__Records for this task__.

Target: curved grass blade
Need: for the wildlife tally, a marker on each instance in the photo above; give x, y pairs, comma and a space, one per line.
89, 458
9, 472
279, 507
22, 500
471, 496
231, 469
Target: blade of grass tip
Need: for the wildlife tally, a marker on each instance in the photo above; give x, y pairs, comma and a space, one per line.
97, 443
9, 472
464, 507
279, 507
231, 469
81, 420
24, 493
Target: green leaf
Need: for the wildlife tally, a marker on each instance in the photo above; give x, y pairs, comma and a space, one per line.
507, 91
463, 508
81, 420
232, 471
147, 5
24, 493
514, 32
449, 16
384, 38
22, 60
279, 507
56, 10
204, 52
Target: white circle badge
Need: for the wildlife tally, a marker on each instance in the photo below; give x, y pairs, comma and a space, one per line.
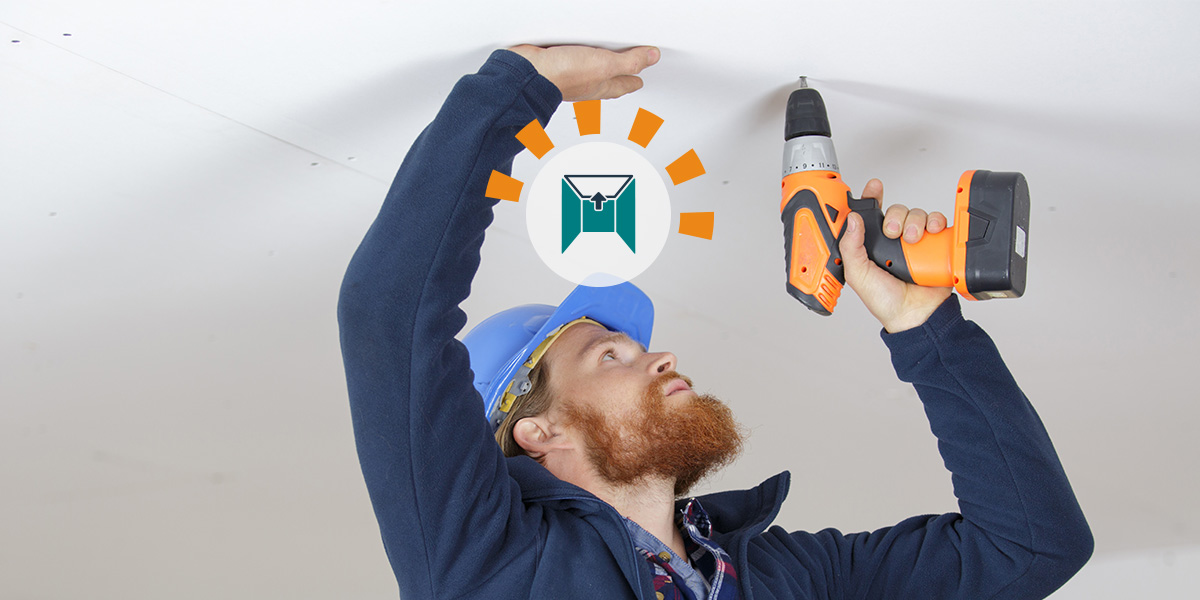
598, 214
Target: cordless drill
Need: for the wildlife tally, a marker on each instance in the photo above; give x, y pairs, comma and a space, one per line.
982, 256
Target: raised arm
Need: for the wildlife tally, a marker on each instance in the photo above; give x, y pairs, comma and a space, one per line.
437, 479
1020, 533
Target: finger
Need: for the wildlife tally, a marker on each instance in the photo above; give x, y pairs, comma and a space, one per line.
618, 87
853, 255
634, 60
915, 225
874, 190
937, 222
893, 220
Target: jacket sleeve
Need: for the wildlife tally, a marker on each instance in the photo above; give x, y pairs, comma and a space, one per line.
1020, 533
437, 480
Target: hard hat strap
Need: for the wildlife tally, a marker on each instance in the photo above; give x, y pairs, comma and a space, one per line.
520, 385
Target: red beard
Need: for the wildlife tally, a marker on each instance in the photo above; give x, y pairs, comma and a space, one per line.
684, 443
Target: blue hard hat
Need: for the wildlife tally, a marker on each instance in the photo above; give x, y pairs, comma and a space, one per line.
502, 343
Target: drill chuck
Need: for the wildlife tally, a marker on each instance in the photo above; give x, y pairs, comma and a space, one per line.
805, 114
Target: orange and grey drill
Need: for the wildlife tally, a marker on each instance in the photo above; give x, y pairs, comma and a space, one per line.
983, 256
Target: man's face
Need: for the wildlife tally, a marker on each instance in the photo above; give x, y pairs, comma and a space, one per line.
636, 415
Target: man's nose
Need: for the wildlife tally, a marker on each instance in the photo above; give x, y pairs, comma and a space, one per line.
664, 361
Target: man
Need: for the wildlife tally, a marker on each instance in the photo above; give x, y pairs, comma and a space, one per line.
603, 436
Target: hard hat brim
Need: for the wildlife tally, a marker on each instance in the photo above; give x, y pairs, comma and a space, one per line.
621, 307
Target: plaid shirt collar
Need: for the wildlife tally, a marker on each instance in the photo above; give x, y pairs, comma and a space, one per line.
709, 575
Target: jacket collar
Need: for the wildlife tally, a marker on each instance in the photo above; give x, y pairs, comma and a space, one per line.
732, 513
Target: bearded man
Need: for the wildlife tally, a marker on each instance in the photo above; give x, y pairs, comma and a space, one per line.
573, 481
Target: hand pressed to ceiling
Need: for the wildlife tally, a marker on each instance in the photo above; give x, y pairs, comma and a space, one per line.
582, 72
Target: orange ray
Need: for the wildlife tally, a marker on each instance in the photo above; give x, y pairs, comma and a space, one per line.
697, 225
535, 139
587, 117
646, 125
503, 187
685, 167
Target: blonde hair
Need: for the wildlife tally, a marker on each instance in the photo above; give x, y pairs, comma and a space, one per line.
534, 402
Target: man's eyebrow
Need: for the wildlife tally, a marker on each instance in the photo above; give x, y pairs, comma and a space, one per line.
616, 336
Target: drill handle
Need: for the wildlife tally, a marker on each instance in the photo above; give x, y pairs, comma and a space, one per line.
885, 251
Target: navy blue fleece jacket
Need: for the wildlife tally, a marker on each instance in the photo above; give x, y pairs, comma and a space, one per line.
459, 520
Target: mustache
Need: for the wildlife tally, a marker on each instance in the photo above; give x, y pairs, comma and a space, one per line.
663, 379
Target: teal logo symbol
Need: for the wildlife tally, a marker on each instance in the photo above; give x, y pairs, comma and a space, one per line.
600, 204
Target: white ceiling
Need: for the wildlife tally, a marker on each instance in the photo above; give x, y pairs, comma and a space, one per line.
183, 184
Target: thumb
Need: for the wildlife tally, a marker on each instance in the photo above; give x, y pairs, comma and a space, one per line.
853, 255
634, 60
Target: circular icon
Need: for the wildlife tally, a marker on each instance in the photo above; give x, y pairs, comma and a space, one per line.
598, 214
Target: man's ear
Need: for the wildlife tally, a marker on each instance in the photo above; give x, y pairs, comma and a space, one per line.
537, 436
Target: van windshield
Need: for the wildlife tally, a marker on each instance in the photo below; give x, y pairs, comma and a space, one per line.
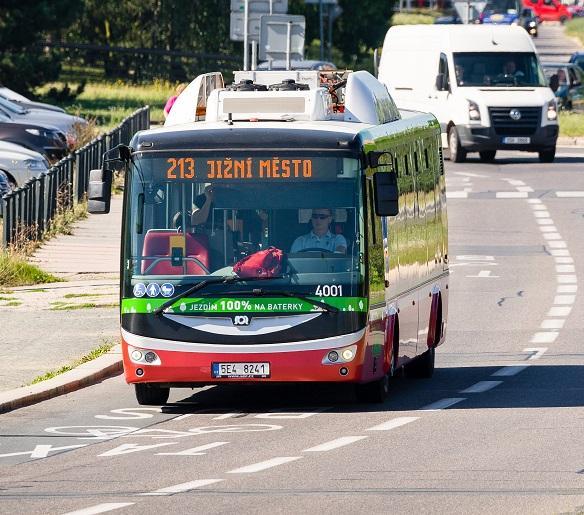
498, 69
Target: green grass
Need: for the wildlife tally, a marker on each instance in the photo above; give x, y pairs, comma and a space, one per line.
575, 28
571, 124
16, 271
66, 306
95, 353
110, 102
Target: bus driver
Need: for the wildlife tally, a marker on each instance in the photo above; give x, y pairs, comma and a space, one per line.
321, 237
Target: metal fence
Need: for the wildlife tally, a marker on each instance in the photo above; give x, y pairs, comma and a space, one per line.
28, 211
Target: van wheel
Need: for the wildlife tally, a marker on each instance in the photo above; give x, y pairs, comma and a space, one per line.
547, 156
150, 395
373, 392
423, 366
488, 156
457, 154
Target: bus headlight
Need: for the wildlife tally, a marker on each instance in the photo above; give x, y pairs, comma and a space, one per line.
344, 355
473, 111
552, 110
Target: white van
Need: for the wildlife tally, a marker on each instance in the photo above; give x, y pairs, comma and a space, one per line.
483, 83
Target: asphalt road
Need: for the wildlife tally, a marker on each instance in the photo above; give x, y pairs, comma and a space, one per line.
498, 429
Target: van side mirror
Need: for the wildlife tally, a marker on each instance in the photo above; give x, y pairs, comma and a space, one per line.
99, 193
386, 194
554, 82
441, 82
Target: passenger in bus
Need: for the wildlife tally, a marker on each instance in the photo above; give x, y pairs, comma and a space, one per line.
320, 237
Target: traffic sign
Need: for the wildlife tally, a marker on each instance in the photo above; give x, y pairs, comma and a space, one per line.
280, 33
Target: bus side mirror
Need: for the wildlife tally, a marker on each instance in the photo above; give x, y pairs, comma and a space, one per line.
441, 82
99, 193
386, 194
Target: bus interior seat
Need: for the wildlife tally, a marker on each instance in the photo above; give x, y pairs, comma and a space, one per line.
157, 245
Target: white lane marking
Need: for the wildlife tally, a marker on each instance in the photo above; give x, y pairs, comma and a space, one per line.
100, 508
442, 404
549, 337
456, 194
509, 370
511, 194
471, 174
565, 269
481, 386
263, 465
555, 323
227, 415
567, 288
564, 260
335, 444
183, 487
392, 424
559, 252
559, 311
182, 417
564, 299
557, 244
484, 274
194, 451
537, 352
569, 194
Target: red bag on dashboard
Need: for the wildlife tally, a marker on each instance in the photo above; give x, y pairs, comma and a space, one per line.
264, 263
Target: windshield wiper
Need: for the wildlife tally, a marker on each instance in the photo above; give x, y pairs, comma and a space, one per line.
262, 293
225, 279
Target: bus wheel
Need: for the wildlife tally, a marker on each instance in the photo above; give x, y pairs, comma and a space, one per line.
457, 153
373, 392
487, 156
423, 366
148, 395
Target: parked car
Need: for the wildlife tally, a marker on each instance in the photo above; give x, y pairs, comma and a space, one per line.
20, 164
49, 141
500, 12
549, 10
570, 84
10, 94
62, 121
297, 65
578, 58
528, 21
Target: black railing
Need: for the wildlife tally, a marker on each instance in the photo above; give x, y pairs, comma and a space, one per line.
28, 211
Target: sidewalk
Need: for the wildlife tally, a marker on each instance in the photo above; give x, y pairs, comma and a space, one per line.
47, 326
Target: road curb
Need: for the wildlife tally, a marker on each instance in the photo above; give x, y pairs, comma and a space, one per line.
87, 374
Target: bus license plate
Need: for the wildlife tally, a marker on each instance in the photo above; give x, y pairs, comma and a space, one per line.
521, 140
236, 370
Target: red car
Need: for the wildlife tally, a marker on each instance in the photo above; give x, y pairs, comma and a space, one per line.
549, 10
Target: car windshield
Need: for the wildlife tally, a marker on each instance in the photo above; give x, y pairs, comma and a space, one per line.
11, 106
195, 216
498, 69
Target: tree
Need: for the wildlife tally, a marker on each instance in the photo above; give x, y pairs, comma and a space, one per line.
24, 26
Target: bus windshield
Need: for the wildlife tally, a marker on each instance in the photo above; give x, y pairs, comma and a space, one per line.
498, 69
194, 216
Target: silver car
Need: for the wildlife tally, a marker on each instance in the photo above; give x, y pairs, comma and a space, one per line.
62, 121
20, 164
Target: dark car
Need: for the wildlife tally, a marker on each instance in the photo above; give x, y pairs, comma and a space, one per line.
578, 58
528, 21
567, 81
45, 140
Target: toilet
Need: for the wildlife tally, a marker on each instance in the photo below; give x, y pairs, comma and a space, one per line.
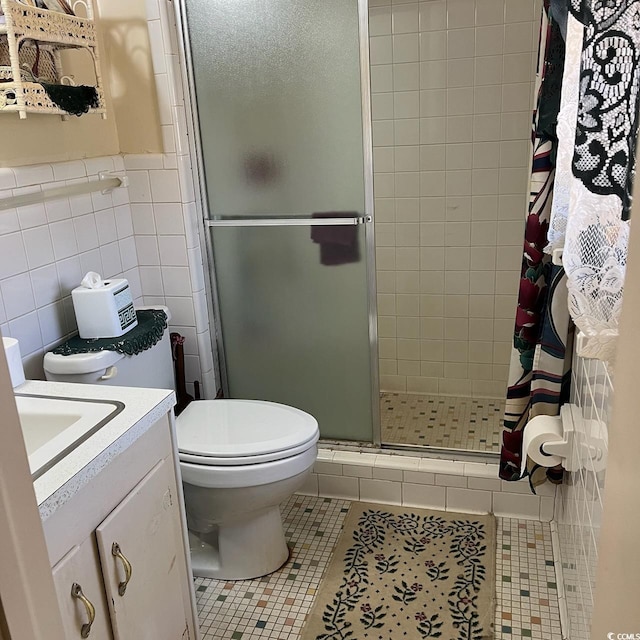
240, 459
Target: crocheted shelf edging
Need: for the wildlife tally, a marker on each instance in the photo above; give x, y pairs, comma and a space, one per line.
151, 326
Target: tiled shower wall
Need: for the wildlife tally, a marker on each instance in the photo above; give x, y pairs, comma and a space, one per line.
579, 505
451, 99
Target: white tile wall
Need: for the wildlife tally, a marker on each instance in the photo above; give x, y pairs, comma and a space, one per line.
579, 505
451, 95
45, 249
165, 214
148, 233
423, 482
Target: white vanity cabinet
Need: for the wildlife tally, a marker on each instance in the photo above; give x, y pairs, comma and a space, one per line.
121, 540
78, 581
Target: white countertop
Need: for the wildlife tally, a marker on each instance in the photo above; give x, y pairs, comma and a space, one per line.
142, 408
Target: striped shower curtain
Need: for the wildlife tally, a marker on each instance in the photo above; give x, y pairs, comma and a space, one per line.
540, 370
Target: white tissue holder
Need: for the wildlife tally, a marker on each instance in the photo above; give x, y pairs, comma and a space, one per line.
574, 450
103, 308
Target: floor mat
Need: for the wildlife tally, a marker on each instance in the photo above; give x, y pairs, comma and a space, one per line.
405, 572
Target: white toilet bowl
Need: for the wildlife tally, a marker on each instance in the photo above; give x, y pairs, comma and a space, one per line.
240, 459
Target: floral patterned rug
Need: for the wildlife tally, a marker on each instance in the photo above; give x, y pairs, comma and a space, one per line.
413, 573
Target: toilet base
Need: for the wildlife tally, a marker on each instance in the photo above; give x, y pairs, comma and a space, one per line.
242, 550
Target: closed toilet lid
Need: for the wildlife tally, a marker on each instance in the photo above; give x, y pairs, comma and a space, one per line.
242, 431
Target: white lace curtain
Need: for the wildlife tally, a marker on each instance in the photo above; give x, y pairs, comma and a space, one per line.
597, 127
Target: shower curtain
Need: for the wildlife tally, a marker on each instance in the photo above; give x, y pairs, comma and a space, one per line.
540, 370
598, 128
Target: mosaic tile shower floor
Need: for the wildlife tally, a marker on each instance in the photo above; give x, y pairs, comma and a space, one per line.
274, 607
442, 421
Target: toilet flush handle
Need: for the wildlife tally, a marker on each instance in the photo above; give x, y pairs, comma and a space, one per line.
110, 372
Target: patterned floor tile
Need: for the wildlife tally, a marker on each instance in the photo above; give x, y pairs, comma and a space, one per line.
473, 424
274, 607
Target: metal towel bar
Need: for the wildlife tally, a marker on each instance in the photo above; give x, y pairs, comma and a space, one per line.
105, 183
287, 222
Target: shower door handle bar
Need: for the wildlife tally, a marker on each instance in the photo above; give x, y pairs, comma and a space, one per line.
288, 222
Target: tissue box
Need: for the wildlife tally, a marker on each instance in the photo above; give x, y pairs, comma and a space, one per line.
104, 311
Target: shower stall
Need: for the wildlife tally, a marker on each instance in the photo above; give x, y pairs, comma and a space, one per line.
364, 173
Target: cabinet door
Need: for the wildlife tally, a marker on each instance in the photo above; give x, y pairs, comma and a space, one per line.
77, 576
146, 602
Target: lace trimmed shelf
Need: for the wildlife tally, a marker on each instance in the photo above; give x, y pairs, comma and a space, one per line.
31, 37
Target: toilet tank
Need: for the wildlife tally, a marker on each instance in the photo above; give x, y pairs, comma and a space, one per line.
152, 368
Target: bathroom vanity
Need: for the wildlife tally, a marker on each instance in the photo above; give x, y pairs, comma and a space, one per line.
113, 518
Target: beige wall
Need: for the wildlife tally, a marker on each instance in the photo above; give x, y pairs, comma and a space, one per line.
618, 579
132, 125
133, 92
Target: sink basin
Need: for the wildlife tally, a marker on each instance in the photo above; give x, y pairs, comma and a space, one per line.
52, 427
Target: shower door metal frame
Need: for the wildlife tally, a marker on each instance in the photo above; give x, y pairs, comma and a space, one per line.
193, 124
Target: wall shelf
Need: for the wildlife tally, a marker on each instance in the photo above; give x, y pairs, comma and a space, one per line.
27, 29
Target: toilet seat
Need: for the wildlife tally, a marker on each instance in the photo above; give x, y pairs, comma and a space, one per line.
218, 433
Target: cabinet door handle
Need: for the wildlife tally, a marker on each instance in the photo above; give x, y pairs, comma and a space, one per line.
117, 553
76, 592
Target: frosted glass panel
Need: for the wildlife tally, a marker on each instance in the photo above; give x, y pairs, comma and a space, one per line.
295, 331
278, 93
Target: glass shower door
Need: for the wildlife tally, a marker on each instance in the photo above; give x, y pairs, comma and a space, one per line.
279, 99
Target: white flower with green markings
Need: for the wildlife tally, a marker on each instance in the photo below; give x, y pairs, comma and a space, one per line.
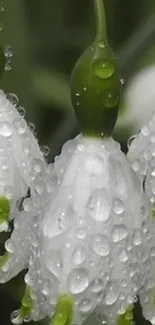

__Task instructions__.
Would you show each line of the material above that contains the string "mirror"?

__Answer__.
Target: van side mirror
Target: bus side mirror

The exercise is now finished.